** START Stored rows **

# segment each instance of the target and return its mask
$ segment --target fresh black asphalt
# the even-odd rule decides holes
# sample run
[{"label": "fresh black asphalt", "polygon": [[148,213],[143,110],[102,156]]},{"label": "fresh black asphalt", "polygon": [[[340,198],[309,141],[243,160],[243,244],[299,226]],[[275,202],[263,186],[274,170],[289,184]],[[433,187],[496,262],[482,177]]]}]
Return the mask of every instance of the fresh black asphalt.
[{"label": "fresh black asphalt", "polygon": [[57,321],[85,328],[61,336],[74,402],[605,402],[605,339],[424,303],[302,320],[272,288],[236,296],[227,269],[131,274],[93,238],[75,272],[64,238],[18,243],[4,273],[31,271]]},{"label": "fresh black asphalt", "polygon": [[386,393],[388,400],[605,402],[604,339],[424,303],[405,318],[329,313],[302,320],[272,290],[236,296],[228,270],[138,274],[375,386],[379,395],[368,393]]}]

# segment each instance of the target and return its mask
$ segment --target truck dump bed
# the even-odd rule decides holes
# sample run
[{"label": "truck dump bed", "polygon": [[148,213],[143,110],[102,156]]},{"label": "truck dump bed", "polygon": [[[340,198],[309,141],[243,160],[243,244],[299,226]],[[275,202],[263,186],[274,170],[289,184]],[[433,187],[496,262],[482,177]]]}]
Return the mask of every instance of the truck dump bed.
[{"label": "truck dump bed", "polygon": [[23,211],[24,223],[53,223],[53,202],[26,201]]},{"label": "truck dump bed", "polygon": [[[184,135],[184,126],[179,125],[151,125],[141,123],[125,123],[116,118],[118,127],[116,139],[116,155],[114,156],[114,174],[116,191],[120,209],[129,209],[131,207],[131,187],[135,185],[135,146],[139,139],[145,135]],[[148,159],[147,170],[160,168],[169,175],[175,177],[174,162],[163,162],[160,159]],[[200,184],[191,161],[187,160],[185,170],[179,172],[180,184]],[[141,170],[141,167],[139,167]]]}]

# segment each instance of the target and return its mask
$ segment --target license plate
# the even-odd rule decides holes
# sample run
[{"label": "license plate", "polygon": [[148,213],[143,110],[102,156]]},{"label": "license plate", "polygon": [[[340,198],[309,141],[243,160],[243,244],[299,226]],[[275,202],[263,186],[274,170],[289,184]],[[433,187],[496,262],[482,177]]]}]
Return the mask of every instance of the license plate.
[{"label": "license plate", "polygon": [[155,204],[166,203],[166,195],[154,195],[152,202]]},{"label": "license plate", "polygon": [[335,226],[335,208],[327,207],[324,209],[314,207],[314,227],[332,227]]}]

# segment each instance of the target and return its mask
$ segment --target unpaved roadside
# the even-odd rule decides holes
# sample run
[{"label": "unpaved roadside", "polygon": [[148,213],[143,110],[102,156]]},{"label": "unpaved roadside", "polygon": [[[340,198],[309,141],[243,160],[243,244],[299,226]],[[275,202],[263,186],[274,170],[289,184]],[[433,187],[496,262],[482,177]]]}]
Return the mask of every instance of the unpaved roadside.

** END Stored rows **

■ **Given request**
Set down every line of the listing above again, exactly as given.

■ **The response**
# segment each instance of the target and return its mask
$ segment --target fresh black asphalt
# the even-odd rule decides holes
# sample run
[{"label": "fresh black asphalt", "polygon": [[148,213],[143,110],[102,156]]},{"label": "fresh black asphalt", "polygon": [[[340,198],[309,141],[243,160],[243,244],[299,226]],[[275,202],[263,186],[274,170],[289,184]],[[433,187],[496,262],[482,177]]]}]
Return the mask of every instance of the fresh black asphalt.
[{"label": "fresh black asphalt", "polygon": [[57,321],[85,328],[61,336],[74,402],[605,402],[605,339],[424,303],[302,320],[272,288],[236,296],[227,269],[131,274],[93,238],[75,272],[64,238],[18,243],[4,273],[31,271]]},{"label": "fresh black asphalt", "polygon": [[386,393],[388,400],[605,402],[604,339],[424,303],[405,318],[329,313],[302,320],[272,290],[236,296],[228,270],[138,274],[375,386],[379,395],[368,393]]}]

# segment each instance of the target and return its mask
$ segment --target truck dump bed
# the even-odd rule decides holes
# sample run
[{"label": "truck dump bed", "polygon": [[148,213],[143,110],[102,156]]},{"label": "truck dump bed", "polygon": [[[340,198],[309,141],[243,160],[243,244],[299,226]],[[275,202],[263,186],[274,170],[289,184]],[[433,187],[496,262],[482,177]]]}]
Return the mask of every instance of the truck dump bed.
[{"label": "truck dump bed", "polygon": [[23,211],[24,223],[53,223],[53,202],[26,201]]},{"label": "truck dump bed", "polygon": [[[184,135],[184,126],[179,125],[151,125],[141,123],[125,123],[116,118],[118,127],[116,139],[116,155],[114,156],[114,174],[116,191],[120,209],[129,209],[131,207],[131,187],[135,185],[135,146],[139,139],[145,135]],[[148,159],[147,170],[160,168],[169,175],[175,177],[174,162],[163,162],[160,159]],[[200,184],[191,161],[187,160],[185,170],[179,172],[180,184]],[[141,170],[141,167],[139,167]]]}]

# segment each instance of the target and return its mask
$ segment --target license plate
# the even-odd rule decides holes
# sample run
[{"label": "license plate", "polygon": [[148,213],[143,110],[102,156]]},{"label": "license plate", "polygon": [[[340,198],[309,141],[243,160],[243,244],[299,226]],[[275,202],[263,186],[274,170],[289,184]],[[433,187],[496,262],[482,177]]]}]
Return the mask of every instance of the license plate.
[{"label": "license plate", "polygon": [[155,204],[166,203],[166,195],[154,195],[152,202]]},{"label": "license plate", "polygon": [[335,226],[335,208],[327,207],[324,209],[314,207],[314,227],[332,227]]}]

# segment each instance of the target and return its mask
$ segment --target unpaved roadside
# the even-odd rule decides holes
# sample run
[{"label": "unpaved roadside", "polygon": [[148,213],[143,110],[102,156]]},{"label": "unpaved roadside", "polygon": [[[340,198],[309,141],[243,160],[243,244],[299,226]],[[275,202],[263,186],[274,170],[289,184]],[[433,187],[496,262],[482,177]]]}]
Return the mask of every instance of the unpaved roadside.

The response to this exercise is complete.